### Problem
Render the rows below as a JSON list of strings, one string per line, with blank lines and the pictures left out.

## Begin

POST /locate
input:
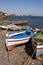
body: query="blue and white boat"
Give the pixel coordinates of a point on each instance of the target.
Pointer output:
(18, 37)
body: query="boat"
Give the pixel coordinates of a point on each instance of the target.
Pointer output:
(18, 37)
(38, 39)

## End

### Complete response
[
  "POST /locate",
  "input:",
  "body: query=\"blue and white boat\"",
  "Give the pixel coordinates of a point on each instance of the target.",
  "Pointer output:",
  "(18, 37)",
  "body: query=\"boat\"",
  "Give the pixel coordinates of a point on each instance of the target.",
  "Pointer output:",
  "(18, 37)",
  "(38, 39)"
]